Yang Akan Dikerjakan:
1. Jawablah pertanyaan berikut berdasarkan tulisan tentang orang cerdas dan bodoh menurut Nabi.
(a) Siapa periwayat hadis yang menjadi titik berangkat Ngaji Ramadhan dalam tulisan itu?
(b) Dari akar kata apa istilah al-kayyis berasal?
(c) Apa arti sifat al-kibr menurut tulisan itu?
2. Tuliskan lanjutan tulisan tentang orang cerdas dan bodoh menurut Nabi, dimulai setelah kalimat terakhirnya.

Bagian Dokumen:
Orang Cerdas dan Bodoh Menurut Nabi ditulis oleh Ustadz Muhammad Hidayatulloh, Pengasuh Kajian Tafsir al-Quran Yayasan Ma’had Islami (Yamais), Masjid al-Huda Berbek, Waru, Sidoarjo.
PWMU.CO – Ngaji Ramadhan kali ini berangkat dari hadist riwayat at-Tirmidzi sebagai berikut:
عَنْ أبي يَعْلَى شَدَّادِ بْن أَوْسٍ عن النَّبيّ ﷺ قَالَ: الكَيِّس مَنْ دَانَ نَفْسَهُ, وَعَمِلَ لِما بَعْدَ الْموْتِ, وَالْعَاجِزُ مَنْ أَتْبَعَ نَفْسَه هَواهَا, وتمَنَّى عَلَى اللَّهِ رواه التِّرْمِذيُّ وقالَ: حديثٌ حَسَنٌ, وقال الترمذي وغيره من العلماء: معني (دان نفسه): أي حاسبها
Dari Syaddad bin Aus dari Nabi SAW bersabda: ”Orang yang cerdas adalah orang yang menyiapkan dirinya dan beramal untuk hari setelah kematian. Sedangkan orang yang bodoh adalah orang yang jiwanya selalu mengikuti hawa nafsunya dan hanya berangan-angan kepada Allah.”
Definisi Al-Kayyis
Al-Kayyis dari akar kata kaasa yakiisu kaisan wakiyaasatan yang bermakna ‘aqala, dharufa, fathuna. Yakni memahami, mengerti, cerdas, pandai. Sedangkan dalam definisi dalam hadits di atas al-kayyis adalah orang yang menyiapkan dirinya untuk bekal kehidupannya setelah mati. Bersungguh-sungguh menjalankan amanah Allah dan Rasul-Nya dengan sebaik-baiknya.
Al-kayyis merupakan ciri khas bagi seorang Mukmin. Di mana jangkauan kehidupan bagi seorang Mukmin bukan semata di dunia ini. Tetapi sekaligus kehidupan akhirat. Oleh karenanya target kehidupan seorang Mukmin bukan hanya survive dalam kehidupan dunia semata, tetapi juga harus sukses dan bahagia dalam kehidupan di akhirat.
Orientasi Akhirat
Maka seorang Mukmin tidak hanya berfikir pragmatis yang menyebabkan mereka terjebak pada pola hidup hedonisme dan konsumerisme. Lalu dengan sikap itu pula menyebabkan terjebak pada sifat al-kibr atau sombong.

Baris Set Data:

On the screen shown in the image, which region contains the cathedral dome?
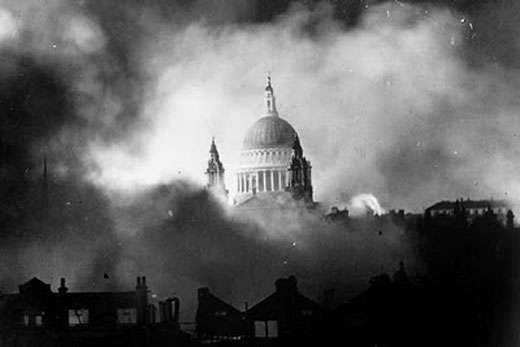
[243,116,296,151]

==

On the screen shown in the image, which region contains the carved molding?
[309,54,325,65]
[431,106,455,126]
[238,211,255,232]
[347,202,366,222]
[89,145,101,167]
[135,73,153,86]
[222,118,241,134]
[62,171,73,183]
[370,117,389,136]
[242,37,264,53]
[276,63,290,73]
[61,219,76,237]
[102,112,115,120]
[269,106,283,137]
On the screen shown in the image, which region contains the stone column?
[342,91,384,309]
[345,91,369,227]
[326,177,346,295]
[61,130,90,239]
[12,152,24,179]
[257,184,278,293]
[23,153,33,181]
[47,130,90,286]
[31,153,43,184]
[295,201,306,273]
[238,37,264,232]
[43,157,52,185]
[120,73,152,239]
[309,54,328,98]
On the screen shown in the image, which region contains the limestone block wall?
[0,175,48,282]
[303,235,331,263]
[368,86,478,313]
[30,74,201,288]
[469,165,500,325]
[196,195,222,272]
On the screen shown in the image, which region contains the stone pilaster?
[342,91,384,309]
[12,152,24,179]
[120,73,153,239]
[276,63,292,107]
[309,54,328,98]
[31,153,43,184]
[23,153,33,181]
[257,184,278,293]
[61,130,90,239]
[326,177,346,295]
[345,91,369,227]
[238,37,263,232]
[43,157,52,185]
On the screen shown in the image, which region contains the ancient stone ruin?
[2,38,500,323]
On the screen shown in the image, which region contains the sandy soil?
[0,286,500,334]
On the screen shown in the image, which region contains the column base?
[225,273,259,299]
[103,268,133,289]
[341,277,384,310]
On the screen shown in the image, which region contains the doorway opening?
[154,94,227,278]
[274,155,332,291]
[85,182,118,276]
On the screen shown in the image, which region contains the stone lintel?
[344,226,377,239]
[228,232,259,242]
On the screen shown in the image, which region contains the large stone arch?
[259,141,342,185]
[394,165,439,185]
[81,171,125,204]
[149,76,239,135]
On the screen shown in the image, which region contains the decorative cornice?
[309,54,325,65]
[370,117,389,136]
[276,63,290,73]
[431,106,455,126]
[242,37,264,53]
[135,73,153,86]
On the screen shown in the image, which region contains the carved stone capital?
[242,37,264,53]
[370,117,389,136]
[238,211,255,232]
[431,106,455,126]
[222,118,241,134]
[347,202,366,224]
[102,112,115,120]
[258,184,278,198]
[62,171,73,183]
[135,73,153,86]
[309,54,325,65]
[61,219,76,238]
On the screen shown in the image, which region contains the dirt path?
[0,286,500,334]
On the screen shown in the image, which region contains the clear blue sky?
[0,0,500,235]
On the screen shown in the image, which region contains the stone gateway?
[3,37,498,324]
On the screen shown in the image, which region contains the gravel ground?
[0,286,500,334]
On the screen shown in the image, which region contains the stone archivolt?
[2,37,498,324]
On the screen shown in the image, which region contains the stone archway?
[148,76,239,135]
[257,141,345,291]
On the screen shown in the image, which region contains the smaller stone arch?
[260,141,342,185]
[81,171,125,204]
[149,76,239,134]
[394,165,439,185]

Hasil per Tugas:
1.
(a) At-Tirmidzi.
(b) Dari akar kata kaasa yakiisu kaisan wakiyaasatan.
(c) Sombong.

2.
Karena tolak ukur keberhasilan kehidupan dunia diukur berdasar keberhasilan mencapai segala-galanya itu. Sehingga target kehidupannya adalah meraih sebanyak-banyaknya materi dan kepuasan duniawi. Maka jika telah terjadi demikian, kebenaran bukan lagi menjadi acuan kehidupannya, norma dan hukum agama akan diabaikannya.
Dengan berfikir akan adanya kehidupan setelah kematian ini, akan menimbulkan semangat untuk memanfaatkan kehidupan ini dengan sebaik-baiknya. Berpacu dengan waktu untuk senantiasa berbuat yang terbaik bagi manfaat sebesar-besarnya bagi kehidupan masyarakatnya. Senantiasa mengacu dan taat pada ketentuan yang telah digariskan atau ditetapkan oleh Allah dan rasul-Nya.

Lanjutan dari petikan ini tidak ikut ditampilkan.